Exercise description:
Quote every line below exactly as it reads.

Records for processing:
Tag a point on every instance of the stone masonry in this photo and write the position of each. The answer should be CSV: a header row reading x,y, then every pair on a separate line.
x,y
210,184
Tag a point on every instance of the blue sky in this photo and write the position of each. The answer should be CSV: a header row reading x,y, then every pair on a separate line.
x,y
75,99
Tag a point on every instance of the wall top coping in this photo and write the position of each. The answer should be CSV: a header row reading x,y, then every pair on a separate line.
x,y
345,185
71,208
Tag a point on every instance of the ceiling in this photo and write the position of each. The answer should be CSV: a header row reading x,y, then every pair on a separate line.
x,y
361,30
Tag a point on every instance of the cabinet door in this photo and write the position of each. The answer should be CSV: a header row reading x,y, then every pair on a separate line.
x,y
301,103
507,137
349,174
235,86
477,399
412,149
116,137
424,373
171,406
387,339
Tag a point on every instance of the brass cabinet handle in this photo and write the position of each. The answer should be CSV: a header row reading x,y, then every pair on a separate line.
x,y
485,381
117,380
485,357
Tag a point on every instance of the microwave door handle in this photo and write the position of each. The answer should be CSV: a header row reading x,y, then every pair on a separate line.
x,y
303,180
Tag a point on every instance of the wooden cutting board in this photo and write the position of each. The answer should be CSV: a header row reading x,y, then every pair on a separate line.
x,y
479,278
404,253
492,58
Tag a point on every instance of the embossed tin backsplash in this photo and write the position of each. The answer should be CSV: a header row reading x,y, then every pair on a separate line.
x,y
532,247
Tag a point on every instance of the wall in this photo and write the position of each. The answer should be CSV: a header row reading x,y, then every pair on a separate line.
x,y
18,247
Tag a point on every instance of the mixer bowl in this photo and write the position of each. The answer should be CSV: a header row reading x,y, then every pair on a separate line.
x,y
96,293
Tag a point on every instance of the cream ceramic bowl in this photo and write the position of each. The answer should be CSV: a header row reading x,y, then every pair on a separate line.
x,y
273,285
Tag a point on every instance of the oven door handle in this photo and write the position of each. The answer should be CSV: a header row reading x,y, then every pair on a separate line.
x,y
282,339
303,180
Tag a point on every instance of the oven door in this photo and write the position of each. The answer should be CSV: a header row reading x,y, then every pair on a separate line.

Task output:
Tag a point on every instance of the stone masonry in this photo and write the position of each. The answer should be CSV: a header row reading x,y, then every pair on a separate line.
x,y
210,184
Tag a point on every instance of the blue sky in this photo and write the position of each. The answer should be CSV: a header row reading x,y, then every pair on a separate line.
x,y
75,99
Tag a point on every instance of the wall top coping in this photo and write the position of each. The answer should be CSV: a header row reading x,y, then every pair on a separate line.
x,y
345,185
71,208
Tag a point on every instance of the ceiling in this photo and write the position of each. The answer should be CSV: a header row reading x,y, then every pair on a separate line.
x,y
361,30
Tag a point on every instance of the cabinet door in this photo and write the position of each. The answer should be CSV: a header row reading x,y, then every pair on a separate line.
x,y
301,103
507,137
349,174
235,86
477,399
412,149
116,137
424,373
171,406
387,339
Tag a point on every instance of the brass cabinet handle in this photo and write the position of each. The answer should be CSV: a header row reading x,y, then every pair on a separate line.
x,y
485,381
117,380
485,357
Tag a point on every instance of the microwave door handle in this photo and write the position of each. The answer should be CSV: a header row reading x,y, then every pair on a separate line.
x,y
303,180
Tag a point on every instance of the wooden cutting board in this photo and write the position of each. The answer should be CSV: a header row reading x,y, then every pair on a separate line.
x,y
479,278
404,253
492,58
Tag a point on every instance of the embossed tin backsplash in this photo and write the position of each. The answer should be CSV: a header row reading x,y, then every pair on a separate line.
x,y
532,247
Tag a point on every instance of the wall in this photo and write the position of each. The answer should be CSV: a header row reading x,y, then every pair on a separate line.
x,y
18,247
Tag a point on every instance of the mixer bowl in this photo and write the position of each. The answer should be CSV: a header row reading x,y, then every pair on a separate line.
x,y
96,293
Tag a point on every instance of the cream ceramic bowl in this photo and write the position of each. The answer should be CSV: a header row reading x,y, then every pair on a separate line.
x,y
273,285
Tag a point on every instance of the oven door handle in this photo and write the position of each. The answer should be CSV: a header row reading x,y, then every pair on a separate line.
x,y
282,339
303,180
Tag a point on every instance of the oven door in this photo and write the position of each. The answer should be CSV: a header row reading x,y, then every pair on a separate line.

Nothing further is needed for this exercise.